EXERCISE TEXT -
-=-=-
Why use flow cytometry (FCM)? FCM is FAST, analyzing 500 to 5000 suspended particles (usually cells) per second. FCM is MULTIPARAMETRIC, allowing for the measurement of up to six structural and functional phenomenon at the same time. FCM is not a bulk assay; measurements are made on INDIVIDUAL CELLS, one at a time. Finally, FCM allows the SORTING of heterogeneous populations.


How does FCM work? There are three main systems in a flow cytometer: fluidic, optical, and electronic. The fluidics system pumps a suspension of cells through a nozzle, creating a stream with laminar flow properties. The optical system focuses one or more laser beams on the stream and collects scattered and fluoresced light from cells as they pass through the laser beam. The electronics measure and digitize these light emissions so that they can be analyzed on a desktop computer. The electronics also control the sorting hardware, based on the light emission characteristics of each cells that passes through the cytometer.
-=-=-
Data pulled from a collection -
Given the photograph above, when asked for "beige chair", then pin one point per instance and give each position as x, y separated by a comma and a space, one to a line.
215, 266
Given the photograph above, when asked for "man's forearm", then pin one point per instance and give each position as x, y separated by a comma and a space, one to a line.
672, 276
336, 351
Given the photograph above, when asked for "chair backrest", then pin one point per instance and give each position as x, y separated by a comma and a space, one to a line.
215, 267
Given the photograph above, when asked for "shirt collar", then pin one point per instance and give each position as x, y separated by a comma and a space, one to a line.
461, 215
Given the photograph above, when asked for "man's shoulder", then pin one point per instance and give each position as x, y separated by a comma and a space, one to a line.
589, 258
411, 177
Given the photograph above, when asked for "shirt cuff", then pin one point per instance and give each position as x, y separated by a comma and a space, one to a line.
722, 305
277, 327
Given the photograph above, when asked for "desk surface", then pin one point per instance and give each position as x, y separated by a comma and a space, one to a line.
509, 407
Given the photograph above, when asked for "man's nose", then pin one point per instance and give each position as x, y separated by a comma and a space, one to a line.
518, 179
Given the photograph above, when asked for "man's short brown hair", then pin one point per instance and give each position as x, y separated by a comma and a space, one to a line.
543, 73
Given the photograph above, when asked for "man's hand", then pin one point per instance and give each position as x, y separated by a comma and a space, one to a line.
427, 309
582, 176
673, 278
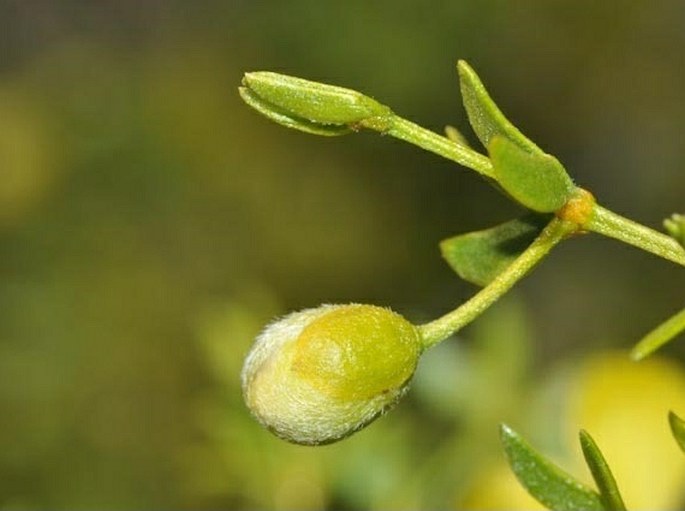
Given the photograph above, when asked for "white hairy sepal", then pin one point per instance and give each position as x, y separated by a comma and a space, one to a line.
292, 407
-=-=-
LIST OF TASKS -
A. Name the three main systems in a flow cytometer, as given in the flow cytometry text.
B. Copy the flow cytometry text from "How does FCM" to "through the cytometer.".
You won't need the entries at all.

REPLIES -
A. Fluidic, optical, and electronic.

B.
How does FCM work? There are three main systems in a flow cytometer: fluidic, optical, and electronic. The fluidics system pumps a suspension of cells through a nozzle, creating a stream with laminar flow properties. The optical system focuses one or more laser beams on the stream and collects scattered and fluoresced light from cells as they pass through the laser beam. The electronics measure and digitize these light emissions so that they can be analyzed on a desktop computer. The electronics also control the sorting hardware, based on the light emission characteristics of each cells that passes through the cytometer.